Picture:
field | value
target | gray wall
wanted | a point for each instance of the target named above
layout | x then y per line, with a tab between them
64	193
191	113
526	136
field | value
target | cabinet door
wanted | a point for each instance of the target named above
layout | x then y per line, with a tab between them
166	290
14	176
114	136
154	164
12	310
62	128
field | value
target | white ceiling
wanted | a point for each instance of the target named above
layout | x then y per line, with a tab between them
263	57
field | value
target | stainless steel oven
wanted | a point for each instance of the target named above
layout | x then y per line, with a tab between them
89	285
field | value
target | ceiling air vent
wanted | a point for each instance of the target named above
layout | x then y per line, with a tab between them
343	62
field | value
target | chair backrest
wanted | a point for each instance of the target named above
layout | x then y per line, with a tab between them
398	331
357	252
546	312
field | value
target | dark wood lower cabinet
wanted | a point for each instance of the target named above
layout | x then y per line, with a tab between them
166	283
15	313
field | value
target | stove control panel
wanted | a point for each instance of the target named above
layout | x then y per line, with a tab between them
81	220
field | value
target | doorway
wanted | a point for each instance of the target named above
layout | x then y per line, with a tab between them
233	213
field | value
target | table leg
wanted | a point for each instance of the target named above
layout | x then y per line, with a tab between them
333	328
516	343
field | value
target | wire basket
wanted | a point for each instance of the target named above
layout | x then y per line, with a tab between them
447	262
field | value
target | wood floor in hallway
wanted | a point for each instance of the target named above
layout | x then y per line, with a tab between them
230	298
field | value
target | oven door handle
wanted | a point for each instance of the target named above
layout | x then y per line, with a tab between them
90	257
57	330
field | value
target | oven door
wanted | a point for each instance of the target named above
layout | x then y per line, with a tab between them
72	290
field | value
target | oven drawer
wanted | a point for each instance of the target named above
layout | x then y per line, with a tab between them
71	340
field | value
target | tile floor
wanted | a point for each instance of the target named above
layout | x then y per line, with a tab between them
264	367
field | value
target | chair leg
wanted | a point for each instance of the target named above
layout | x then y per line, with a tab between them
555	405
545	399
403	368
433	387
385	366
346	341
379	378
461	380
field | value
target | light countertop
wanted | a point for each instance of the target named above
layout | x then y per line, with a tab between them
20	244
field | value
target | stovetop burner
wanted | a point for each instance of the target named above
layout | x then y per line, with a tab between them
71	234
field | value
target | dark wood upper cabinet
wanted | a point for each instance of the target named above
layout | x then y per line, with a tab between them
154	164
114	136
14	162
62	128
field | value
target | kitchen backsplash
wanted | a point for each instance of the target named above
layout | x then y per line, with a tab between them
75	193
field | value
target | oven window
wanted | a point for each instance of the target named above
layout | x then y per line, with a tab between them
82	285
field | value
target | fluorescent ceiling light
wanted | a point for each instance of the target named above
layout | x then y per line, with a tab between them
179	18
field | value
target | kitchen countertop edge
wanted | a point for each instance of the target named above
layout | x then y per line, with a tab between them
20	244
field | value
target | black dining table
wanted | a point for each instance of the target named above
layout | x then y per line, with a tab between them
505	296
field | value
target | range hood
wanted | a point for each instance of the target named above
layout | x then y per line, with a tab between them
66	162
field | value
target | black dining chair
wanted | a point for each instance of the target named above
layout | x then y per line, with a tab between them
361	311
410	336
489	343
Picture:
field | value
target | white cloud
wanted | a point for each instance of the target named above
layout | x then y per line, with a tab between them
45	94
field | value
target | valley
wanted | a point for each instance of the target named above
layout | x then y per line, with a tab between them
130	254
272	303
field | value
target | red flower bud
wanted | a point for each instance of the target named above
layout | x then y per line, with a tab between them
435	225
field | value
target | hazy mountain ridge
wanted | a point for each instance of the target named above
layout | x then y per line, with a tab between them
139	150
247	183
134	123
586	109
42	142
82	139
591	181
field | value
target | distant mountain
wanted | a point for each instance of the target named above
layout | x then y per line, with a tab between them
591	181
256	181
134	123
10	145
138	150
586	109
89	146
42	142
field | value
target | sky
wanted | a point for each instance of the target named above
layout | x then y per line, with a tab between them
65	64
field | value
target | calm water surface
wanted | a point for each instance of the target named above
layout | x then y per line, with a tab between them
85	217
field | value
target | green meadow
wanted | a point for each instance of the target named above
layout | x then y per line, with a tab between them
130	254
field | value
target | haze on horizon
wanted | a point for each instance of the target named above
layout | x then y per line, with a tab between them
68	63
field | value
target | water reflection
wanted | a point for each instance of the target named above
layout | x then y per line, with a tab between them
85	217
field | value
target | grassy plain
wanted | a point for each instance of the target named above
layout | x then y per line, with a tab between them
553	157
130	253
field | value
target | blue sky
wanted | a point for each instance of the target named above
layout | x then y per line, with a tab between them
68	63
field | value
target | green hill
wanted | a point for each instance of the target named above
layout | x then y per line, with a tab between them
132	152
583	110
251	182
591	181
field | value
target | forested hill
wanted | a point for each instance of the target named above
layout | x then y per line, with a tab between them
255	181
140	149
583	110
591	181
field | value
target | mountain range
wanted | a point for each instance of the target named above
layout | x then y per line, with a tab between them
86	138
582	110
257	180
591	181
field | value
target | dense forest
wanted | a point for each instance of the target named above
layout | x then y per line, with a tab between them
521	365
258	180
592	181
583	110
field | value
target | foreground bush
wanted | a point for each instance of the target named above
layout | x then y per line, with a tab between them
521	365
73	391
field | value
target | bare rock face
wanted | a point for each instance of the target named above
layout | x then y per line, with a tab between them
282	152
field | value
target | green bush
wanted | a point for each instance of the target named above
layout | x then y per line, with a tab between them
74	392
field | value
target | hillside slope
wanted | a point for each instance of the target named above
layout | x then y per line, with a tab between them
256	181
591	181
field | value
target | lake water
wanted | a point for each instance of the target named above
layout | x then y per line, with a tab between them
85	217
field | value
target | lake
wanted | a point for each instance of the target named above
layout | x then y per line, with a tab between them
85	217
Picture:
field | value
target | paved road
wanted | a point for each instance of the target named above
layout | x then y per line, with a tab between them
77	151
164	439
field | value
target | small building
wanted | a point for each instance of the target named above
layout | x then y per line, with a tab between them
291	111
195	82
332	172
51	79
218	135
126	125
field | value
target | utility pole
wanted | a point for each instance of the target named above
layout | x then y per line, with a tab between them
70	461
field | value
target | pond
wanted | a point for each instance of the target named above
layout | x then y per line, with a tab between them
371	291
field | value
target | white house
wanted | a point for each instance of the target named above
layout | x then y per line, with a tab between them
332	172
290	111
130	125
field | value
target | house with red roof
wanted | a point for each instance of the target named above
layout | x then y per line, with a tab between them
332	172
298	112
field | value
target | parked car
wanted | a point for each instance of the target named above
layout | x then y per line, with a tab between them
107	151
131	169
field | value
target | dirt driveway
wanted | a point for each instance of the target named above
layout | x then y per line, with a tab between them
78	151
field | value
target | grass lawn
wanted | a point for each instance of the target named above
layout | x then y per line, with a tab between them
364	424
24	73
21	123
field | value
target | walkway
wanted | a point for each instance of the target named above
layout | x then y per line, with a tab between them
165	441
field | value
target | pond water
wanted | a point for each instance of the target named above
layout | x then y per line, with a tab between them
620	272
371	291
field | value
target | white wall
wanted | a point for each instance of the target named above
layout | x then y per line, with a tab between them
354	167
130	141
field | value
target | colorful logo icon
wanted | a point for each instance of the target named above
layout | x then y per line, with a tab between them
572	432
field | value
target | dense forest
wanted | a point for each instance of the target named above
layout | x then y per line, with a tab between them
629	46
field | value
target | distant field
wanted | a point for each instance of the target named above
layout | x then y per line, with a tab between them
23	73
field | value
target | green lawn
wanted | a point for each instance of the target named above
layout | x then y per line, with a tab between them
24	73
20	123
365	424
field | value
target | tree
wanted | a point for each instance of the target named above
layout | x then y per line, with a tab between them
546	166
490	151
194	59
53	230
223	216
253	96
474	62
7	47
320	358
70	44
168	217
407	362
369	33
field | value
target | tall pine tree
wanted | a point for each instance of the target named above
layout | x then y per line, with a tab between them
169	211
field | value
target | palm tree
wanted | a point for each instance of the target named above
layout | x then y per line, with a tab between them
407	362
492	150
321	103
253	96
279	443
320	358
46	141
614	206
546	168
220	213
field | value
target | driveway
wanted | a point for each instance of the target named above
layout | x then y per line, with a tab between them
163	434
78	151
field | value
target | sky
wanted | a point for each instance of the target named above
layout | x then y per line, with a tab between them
━━━━━━━━━━━━━━━━━━━━
Aim | From the material above, extract every line that contains the string "green", and list those lines in their original order.

Expected answer |
target | green meadow
target | green hill
target | green bush
target | green lawn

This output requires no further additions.